There was also no prior request for the respondent to provide reasons
as to why no decision had been taken by the respondent.
In short the
complaint is that this alternative basis for review and the factual
basis on which it might be sought, was never raised
in the papers and
that it was now raised for the first time in the applicant’s
heads of argument.
[20] It is trite law that an applicant is required to identify
clearly both the facts upon which it basis its cause of action and

the legal basis for any cause of action
6
in its founding papers.
[21] The respondent’s objection is well founded. Until the
answering affidavit was delivered, which appears to have been
on or
about the 15 December 2011,
7
the applicant was entitled to persist with its application. But
thereafter the application should not have been persisted with.
[22] There is no decision yet to review. No basis has been laid in
the founding papers for reviewing the failure to take a decision,
or
for reviewing any delays which might have followed after the
applicant’s application was submitted.
[23] Accordingly, the applicant has not on the papers made out a case
for the interdict claimed. However, based on the erroneous
letter, it
was justified initially to bring the application and to have
persisted therewith until the answering affidavit was delivered
and
it could take instructions in regard thereto not to persist with its
application.
[24] As regards costs, the applicant should not be out of pocket for
having brought an application based on an erroneous letter
addressed
to it on behalf of the respondent. In the exercise of my discretion I
determine that the respondent should pay the applicant’s
costs
of the application on the attorney and client scale up to and
including receipt of the respondent’s answering affidavit
and
the applicant obtaining advice thereon. Thereafter, the applicant’s
persistence with the application, having regard to
the factual basis
on which it was premised, became untenable in law. The applicant must
pay the respondent’s costs of the
application from that date.
[25] The order I grant is accordingly as follows:
1. The application is dismissed.

_INSTRUCTIONS_
A: State whether each statement agrees with the judgment excerpt, answering yes or no and quoting the words from the judgment excerpt that decide it: (i) The court accepted the respondent's objection. (ii) The respondent must pay the applicant's costs for the whole of the application. (iii) According to the court, a decision exists that can be reviewed.
B: Write the next part of the judgment excerpt, starting after its final sentence.
The records that come next are separate material and are not part of the judgment excerpt.

_Items from a dataset_
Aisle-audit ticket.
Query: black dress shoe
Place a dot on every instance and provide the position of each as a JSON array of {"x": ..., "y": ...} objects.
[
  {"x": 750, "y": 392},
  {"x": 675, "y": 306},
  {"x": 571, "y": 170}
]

_ANSWERS IN ORDER_
A:
(i) Yes: "The respondent’s objection is well founded."
(ii) No: "the respondent should pay the applicant’s costs of the application on the attorney and client scale up to and including receipt of the respondent’s answering affidavit"
(iii) No: "There is no decision yet to review."

B:
2. The respondent is directed to pay the applicant’s costs of
the application on the attorney and client scale up to and
including
the delivery of the respondent’s answering affidavit and the
applicant obtaining legal advice in regard thereto.
3. The applicant is directed to pay the respondent’s costs of
the application subsequent to the filing and service of the
answering
affidavit and the applicant obtaining legal advice in regard thereto.
__________________________
DATE OF HEARING: 20 NOVEMBER 2012
DATE DELIVERED: 5 DECEMBER 2012
APPLICANT’S COUNSEL: ADV. A A GABRIEL S C
APPLICANT’S ATTORNEYS: GARLICKE & BOUSFIELD INC
C/O VENN NEMETH & HART
Ref: D Schaup
RESPONDENT’S COUNSEL: ADV TSI MTHEMBU
RESPONDENT’S ATTORNEYS: STATE ATTORNEY
Ref: Ms S Naidoo
C/O CAJEE SETSUBI CHETTY INC.
Ref: A Essa
1
Pharmaceutical
Manufacturer association of South Africa, In re:Ex parte President
of the Republic of South Africa
[2000] ZACC 1
;
2000 (2) SA
674
(CC) para
20.
2
Chairman,
State Tender Board v Digital Voice Processing (Pty) Ltd: Chairman,
State Tender Board v Sneller Digital (Pty) Ltd and
Others
2012 (2) SA 16
(SCA).
3
[1984] ZASCA 51
;
1984
(3) SA 623
(A).
4
At
paragraph 37 of the respondent’s answering affidavit.
5
At
paragraph 65 of the respondent’s answering affidavit, which is
a response to paragraph 6 of the applicant’s supplementary

affidavit dated 16 November 2011.
6
Bato
Star Fishing (Pty) Ltd v Minister of Environmental Affairs
[2004] ZACC 15
;
2004 (4) SA 490
(CC) para 25.
7
That
is the date the answering affidavit was deposed to.